Goal of the exercise
Write out the lines from the line containing "Question. Indicate each instance of the rough" through the final line of the listing below, exactly, omitting every other line.

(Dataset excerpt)
- - - -
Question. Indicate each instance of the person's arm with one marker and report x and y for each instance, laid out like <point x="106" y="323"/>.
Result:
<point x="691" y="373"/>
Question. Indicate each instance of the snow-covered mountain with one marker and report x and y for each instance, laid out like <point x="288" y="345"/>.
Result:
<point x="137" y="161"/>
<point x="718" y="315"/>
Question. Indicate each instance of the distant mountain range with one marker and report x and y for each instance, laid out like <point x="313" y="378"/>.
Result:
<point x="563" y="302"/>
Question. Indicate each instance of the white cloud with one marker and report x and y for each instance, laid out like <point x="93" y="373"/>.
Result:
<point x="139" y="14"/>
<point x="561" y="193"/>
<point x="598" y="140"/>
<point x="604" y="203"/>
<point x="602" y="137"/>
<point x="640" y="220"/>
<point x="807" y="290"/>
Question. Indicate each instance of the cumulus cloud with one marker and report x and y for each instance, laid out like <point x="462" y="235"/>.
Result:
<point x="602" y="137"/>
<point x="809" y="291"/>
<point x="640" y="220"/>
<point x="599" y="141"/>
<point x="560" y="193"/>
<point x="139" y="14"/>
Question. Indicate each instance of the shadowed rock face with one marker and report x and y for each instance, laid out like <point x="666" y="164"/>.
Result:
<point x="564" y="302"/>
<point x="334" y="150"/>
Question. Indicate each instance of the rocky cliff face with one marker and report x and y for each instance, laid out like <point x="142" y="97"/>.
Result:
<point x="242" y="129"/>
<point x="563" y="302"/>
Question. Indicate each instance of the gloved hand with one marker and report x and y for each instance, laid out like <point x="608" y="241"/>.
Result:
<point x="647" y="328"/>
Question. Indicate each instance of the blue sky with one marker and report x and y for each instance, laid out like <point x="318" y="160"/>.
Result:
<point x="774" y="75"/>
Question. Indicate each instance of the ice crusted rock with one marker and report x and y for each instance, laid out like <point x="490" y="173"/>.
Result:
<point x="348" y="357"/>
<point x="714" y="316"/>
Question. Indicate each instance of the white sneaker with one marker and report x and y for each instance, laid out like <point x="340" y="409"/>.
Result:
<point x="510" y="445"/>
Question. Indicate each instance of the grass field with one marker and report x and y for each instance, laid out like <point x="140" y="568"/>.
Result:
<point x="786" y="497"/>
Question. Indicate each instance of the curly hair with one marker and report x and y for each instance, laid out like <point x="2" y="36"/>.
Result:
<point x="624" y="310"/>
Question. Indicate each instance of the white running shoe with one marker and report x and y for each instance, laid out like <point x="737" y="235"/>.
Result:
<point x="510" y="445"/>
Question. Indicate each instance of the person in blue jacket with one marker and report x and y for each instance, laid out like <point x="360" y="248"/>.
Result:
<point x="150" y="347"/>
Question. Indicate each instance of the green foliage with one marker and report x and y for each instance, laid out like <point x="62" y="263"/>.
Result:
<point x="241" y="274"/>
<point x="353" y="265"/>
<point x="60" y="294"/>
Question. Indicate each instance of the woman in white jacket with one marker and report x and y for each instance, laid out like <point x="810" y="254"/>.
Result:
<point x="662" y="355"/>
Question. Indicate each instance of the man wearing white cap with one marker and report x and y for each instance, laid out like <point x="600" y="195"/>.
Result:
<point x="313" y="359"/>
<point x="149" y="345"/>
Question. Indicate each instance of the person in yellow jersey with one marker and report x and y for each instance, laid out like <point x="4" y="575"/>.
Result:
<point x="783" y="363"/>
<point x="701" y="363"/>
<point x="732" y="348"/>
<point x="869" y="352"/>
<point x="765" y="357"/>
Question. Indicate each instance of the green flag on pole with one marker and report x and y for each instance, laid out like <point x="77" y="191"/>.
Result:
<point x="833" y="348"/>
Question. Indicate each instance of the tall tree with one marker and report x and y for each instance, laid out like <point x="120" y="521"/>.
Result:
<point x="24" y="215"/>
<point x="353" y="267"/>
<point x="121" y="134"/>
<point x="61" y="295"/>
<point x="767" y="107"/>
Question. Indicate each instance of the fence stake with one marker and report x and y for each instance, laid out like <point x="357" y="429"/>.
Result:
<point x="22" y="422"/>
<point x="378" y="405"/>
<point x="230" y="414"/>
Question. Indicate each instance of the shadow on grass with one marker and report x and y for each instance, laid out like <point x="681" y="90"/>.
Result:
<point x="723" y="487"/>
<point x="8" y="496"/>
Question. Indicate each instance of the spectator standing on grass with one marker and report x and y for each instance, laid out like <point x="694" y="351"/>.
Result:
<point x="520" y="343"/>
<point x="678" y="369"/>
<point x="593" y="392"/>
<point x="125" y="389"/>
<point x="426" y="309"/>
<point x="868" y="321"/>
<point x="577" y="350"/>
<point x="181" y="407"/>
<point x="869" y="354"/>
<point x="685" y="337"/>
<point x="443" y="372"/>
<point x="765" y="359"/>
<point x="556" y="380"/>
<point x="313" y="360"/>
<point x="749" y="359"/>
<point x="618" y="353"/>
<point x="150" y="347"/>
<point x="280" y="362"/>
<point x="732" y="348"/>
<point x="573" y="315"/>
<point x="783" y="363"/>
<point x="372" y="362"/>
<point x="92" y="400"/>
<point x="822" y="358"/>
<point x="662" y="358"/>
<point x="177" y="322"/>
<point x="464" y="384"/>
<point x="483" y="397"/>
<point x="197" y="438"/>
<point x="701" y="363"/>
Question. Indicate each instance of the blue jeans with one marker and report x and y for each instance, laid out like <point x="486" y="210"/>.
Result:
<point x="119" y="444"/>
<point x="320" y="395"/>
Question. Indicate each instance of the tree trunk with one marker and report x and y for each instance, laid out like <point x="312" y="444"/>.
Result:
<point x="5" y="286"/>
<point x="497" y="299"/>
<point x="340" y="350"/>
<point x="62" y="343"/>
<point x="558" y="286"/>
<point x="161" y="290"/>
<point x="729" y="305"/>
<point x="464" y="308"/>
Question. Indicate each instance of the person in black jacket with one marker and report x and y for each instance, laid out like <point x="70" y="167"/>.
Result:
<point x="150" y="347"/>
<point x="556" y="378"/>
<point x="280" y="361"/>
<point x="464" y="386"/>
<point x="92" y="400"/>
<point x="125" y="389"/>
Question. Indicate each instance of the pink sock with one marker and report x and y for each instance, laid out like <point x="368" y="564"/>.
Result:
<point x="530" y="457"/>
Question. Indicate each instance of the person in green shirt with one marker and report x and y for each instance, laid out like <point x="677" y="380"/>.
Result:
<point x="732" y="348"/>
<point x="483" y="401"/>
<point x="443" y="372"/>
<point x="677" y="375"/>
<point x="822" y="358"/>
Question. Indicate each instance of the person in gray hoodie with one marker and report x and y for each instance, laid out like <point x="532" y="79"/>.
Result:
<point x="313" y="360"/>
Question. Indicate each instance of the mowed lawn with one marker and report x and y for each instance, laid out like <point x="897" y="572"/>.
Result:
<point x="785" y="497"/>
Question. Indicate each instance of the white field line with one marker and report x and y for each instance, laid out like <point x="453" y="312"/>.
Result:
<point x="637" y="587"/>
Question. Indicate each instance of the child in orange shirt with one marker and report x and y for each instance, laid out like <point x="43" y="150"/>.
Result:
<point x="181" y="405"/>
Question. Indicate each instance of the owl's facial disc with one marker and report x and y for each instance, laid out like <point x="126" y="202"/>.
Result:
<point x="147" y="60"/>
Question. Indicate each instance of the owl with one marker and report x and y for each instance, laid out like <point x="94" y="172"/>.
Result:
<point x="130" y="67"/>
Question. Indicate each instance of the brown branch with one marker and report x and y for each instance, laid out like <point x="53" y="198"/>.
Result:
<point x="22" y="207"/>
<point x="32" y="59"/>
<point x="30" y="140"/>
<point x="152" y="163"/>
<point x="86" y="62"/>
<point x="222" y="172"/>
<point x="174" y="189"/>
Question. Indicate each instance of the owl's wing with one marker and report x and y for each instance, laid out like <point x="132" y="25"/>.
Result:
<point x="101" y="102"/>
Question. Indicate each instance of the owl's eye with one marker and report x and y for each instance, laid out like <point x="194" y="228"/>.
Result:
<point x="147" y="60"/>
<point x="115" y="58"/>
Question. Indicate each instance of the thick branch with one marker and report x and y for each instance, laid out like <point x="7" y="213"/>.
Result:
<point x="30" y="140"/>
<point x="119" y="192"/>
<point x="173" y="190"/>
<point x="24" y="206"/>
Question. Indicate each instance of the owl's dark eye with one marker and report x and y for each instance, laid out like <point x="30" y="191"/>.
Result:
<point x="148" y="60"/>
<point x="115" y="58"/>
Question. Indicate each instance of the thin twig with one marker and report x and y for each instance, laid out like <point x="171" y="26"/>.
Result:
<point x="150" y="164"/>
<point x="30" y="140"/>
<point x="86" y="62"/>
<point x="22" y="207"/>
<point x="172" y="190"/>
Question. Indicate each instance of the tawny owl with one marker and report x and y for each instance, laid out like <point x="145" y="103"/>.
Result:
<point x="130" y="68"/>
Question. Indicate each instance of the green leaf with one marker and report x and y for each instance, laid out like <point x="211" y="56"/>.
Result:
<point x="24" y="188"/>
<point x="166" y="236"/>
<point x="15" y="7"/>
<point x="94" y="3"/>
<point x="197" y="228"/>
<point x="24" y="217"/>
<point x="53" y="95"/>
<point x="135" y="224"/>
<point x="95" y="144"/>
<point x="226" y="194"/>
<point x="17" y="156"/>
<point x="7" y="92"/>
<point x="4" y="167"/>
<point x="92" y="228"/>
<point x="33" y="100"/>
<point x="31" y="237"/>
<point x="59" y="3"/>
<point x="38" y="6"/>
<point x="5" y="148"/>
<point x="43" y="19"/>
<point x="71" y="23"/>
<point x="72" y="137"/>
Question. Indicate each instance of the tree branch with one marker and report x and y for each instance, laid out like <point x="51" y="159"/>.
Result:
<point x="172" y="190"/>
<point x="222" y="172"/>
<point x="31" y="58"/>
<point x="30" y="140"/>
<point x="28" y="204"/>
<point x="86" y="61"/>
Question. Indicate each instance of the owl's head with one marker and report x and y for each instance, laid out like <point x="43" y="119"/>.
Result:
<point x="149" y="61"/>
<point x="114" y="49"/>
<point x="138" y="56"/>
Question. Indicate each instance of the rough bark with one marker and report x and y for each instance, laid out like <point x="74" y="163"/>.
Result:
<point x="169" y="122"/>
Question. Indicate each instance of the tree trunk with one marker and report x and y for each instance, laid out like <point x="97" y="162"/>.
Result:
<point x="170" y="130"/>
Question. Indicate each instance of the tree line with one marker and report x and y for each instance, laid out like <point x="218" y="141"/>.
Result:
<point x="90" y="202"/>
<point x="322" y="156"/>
- - - -
Output below
Question. Indicate each instance of the rough bark with one marker and report x and y for each instance, laid out like <point x="74" y="163"/>.
Result:
<point x="169" y="122"/>
Question. Indicate each instance of the tree trunk with one marker and report x and y for each instance, laid out like <point x="97" y="162"/>.
Result:
<point x="170" y="130"/>
Question. Indicate each instance of the tree line with one marker and report x and y for each instance, laid out like <point x="218" y="141"/>.
Result:
<point x="90" y="202"/>
<point x="322" y="156"/>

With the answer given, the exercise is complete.